* start Material to process *
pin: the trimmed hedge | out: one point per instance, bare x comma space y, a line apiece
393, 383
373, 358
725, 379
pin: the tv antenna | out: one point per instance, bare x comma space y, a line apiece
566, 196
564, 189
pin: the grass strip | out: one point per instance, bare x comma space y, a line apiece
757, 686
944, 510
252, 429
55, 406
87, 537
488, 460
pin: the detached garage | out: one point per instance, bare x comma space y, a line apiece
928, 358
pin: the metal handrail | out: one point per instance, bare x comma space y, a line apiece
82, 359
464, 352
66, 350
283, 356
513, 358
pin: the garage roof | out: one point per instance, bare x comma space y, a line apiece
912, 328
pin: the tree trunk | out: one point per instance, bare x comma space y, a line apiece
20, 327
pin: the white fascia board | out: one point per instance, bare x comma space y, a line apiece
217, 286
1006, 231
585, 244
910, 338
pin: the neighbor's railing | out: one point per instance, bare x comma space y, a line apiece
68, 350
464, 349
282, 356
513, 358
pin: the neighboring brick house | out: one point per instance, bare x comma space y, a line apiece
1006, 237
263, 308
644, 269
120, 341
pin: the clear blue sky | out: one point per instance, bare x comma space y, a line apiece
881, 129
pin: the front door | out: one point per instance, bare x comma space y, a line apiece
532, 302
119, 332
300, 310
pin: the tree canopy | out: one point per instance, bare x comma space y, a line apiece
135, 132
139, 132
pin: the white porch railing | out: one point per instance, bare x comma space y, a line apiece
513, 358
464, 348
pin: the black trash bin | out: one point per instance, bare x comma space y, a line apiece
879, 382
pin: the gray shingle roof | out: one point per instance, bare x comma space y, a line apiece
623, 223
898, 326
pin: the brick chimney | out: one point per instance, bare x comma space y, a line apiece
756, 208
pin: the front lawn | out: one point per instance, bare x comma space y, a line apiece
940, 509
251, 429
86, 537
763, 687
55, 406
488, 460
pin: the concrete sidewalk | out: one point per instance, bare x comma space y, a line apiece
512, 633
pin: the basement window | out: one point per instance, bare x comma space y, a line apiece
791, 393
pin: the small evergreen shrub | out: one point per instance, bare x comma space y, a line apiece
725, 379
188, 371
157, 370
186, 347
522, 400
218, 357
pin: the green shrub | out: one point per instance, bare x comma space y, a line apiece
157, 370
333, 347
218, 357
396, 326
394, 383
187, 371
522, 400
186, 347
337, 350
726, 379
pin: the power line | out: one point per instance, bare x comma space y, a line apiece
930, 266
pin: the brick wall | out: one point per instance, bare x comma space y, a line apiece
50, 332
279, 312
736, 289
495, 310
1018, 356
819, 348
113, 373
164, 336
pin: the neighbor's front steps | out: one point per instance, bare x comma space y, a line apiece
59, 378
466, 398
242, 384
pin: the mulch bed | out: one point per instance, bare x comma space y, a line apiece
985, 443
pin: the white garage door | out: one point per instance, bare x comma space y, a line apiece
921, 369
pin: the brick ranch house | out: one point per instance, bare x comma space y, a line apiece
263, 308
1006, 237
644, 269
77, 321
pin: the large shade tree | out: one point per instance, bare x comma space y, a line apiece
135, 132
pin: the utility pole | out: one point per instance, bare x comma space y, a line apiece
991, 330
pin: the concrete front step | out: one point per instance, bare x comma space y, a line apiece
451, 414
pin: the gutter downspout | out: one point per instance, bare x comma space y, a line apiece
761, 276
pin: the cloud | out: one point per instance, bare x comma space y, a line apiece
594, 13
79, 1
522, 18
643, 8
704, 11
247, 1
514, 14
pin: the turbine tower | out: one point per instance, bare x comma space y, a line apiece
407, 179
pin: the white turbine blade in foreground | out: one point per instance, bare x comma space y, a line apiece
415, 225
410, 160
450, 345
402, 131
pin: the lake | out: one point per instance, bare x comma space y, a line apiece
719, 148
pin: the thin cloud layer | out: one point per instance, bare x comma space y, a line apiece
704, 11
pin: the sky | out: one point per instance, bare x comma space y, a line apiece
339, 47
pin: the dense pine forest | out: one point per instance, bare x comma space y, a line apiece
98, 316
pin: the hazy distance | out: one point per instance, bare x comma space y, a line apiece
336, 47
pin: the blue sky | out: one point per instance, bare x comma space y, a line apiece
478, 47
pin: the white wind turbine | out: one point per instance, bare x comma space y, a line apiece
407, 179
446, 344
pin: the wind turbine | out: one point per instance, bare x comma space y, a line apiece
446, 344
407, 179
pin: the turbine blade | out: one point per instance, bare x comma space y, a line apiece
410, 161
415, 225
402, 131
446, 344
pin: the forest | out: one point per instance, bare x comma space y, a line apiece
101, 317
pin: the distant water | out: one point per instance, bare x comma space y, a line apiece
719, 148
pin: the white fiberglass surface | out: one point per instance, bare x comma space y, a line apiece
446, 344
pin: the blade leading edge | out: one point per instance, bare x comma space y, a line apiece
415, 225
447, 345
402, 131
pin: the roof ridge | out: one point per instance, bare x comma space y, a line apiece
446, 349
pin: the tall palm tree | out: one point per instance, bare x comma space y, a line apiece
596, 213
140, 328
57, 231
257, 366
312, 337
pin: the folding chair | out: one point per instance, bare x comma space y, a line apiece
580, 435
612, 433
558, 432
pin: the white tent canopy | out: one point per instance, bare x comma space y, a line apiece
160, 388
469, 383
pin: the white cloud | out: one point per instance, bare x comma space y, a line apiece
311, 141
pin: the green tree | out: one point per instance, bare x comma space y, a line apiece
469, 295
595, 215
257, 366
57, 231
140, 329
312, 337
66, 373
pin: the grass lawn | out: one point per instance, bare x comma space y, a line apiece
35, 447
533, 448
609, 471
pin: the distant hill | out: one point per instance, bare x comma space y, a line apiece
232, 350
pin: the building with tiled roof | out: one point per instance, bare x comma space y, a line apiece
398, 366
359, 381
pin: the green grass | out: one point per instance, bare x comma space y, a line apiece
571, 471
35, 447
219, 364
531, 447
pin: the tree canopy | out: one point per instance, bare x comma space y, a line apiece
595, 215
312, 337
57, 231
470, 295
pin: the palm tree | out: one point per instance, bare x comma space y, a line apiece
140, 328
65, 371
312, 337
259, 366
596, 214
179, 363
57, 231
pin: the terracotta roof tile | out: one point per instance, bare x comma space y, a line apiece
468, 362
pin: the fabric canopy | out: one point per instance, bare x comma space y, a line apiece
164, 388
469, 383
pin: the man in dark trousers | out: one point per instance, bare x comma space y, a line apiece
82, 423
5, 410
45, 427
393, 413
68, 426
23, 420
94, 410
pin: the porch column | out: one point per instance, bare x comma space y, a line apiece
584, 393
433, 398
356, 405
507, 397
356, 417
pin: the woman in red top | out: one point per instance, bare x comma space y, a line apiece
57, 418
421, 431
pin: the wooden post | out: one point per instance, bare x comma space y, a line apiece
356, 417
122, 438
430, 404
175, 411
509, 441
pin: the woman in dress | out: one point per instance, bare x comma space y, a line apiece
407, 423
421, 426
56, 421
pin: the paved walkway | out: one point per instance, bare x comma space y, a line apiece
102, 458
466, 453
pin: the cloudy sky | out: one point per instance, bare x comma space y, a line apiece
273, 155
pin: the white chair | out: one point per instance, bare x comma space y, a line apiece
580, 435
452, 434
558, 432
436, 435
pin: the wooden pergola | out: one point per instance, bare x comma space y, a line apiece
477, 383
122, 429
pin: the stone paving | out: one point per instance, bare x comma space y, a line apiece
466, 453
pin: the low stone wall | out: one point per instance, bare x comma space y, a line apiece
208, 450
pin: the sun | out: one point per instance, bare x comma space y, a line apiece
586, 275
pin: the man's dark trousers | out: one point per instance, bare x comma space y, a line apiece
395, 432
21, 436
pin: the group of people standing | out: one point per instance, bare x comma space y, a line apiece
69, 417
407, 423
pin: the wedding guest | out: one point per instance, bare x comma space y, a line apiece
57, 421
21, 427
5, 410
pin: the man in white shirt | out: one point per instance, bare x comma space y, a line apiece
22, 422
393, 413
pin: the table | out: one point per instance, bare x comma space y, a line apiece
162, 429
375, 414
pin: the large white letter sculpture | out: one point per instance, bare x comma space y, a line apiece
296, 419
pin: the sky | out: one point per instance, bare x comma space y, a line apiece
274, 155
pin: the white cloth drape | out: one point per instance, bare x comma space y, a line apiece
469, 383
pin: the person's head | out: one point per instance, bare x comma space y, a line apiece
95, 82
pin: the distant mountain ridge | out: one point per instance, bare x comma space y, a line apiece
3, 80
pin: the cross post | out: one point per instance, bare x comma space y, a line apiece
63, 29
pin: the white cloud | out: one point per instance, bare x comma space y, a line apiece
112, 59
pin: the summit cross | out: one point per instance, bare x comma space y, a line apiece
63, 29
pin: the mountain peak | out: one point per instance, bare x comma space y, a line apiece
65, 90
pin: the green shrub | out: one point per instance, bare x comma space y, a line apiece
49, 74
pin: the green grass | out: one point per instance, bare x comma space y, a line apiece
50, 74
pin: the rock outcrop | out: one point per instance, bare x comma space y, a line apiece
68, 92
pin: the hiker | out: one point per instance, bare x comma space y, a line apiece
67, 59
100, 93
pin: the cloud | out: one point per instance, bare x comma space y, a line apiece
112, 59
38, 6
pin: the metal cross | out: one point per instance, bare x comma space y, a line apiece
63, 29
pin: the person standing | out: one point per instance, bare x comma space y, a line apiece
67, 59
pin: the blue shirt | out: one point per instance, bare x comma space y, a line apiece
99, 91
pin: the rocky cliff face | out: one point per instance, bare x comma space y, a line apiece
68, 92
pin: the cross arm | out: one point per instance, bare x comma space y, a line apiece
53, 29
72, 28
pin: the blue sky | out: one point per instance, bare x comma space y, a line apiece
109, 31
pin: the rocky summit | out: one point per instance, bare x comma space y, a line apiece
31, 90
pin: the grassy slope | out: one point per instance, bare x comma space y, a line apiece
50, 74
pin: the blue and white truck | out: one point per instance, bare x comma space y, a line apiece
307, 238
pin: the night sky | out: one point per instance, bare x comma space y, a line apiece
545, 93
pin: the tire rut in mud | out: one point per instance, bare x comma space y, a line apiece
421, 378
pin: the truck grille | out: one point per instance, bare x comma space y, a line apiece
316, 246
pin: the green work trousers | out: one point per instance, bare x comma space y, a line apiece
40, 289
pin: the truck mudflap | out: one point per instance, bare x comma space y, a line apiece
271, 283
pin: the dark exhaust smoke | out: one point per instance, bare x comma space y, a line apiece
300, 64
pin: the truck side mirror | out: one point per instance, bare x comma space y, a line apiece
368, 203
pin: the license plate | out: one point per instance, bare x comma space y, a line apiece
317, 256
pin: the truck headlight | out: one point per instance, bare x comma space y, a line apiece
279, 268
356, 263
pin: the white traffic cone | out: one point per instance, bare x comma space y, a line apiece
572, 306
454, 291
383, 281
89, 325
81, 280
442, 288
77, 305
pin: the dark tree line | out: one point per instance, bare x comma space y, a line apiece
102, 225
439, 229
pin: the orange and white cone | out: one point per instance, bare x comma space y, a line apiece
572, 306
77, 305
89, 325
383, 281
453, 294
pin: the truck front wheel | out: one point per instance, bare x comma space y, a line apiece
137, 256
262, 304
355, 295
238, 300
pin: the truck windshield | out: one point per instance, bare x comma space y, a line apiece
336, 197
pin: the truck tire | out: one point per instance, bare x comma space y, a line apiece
* end Material to process *
● What this task involves: Restate word for word the lines from the one holding "pin: the dark exhaust" to the end of the listing, both ends included, and nothing more.

● Solution for this exercise:
pin: the dark exhaust smoke | out: one point per instance, bare x comma space y, a line apiece
300, 64
pin: the truck side mirror | out: one point per instance, bare x comma space y, a line apiece
368, 203
pin: the license plate | out: one point per instance, bare x comma space y, a line apiece
317, 256
pin: the truck headlight | out: one point per instance, bare x comma space y, a line apiece
279, 268
356, 263
pin: the white traffic cone | out: one point per instance, bare x comma space y, a line apiece
572, 306
454, 291
383, 281
89, 325
81, 280
442, 288
77, 305
pin: the dark tree line | out: one point per instance, bare x comma space y, a line apiece
102, 225
439, 229
pin: the orange and white cone | out: one point per instance, bare x comma space y, a line apiece
572, 306
77, 305
89, 325
383, 281
453, 294
pin: the truck front wheel | out: one point per instance, bare x comma space y, a line apiece
137, 256
262, 304
355, 295
238, 300
pin: the truck windshield | out: one point per instance, bare x comma space y, a line apiece
336, 197
pin: the truck tire | out: one point per instance, bare x comma space y, a line apiece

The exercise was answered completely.